Page extract -
I thought this mirror might reflect the isolation everyday people feel and the lack of true human connection on the internet.

It is my feeling that the internet is the best and worst example of human interaction. This was painfully proven to me by reading every comment and every email. I believe I owed that to everyone. I know we all saw the dark side of the reactions in the blog comments. There was so much hate, immaturity and apathy. But, I truly wish everyone could see the beauty and honesty in the emails; many people feel like Jane (me). People have been more real and heartfelt than I thought was possible. I owe them a debt of gratitude for showing me the difference between people’s reactions and their true feelings. I understand.

The author also claims not to have accepted any money, despite many offers.

On Feb.14.2008 at 07:34 AM
Steve Mock’s comment is:

Yeah... she's done. Hoaxer.

I think this was another manifestation of the 'x a day' trend in blogging. Everybody loves a blog that is fresh every day, right? Painting a day. Poem a day. Baby story a day.

[Stored data entries]
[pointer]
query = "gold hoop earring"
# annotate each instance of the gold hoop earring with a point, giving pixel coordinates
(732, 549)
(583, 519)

Actions to take -
1/ In the blog excerpt, what does the author claim not to have accepted despite many offers?
2/ Reproduce the blog excerpt from "I thought this" to "feelings. I understand.".

Results in order -
1/ Any money.

2/
I thought this mirror might reflect the isolation everyday people feel and the lack of true human connection on the internet.

It is my feeling that the internet is the best and worst example of human interaction. This was painfully proven to me by reading every comment and every email. I believe I owed that to everyone. I know we all saw the dark side of the reactions in the blog comments. There was so much hate, immaturity and apathy. But, I truly wish everyone could see the beauty and honesty in the emails; many people feel like Jane (me). People have been more real and heartfelt than I thought was possible. I owe them a debt of gratitude for showing me the difference between people’s reactions and their true feelings. I understand.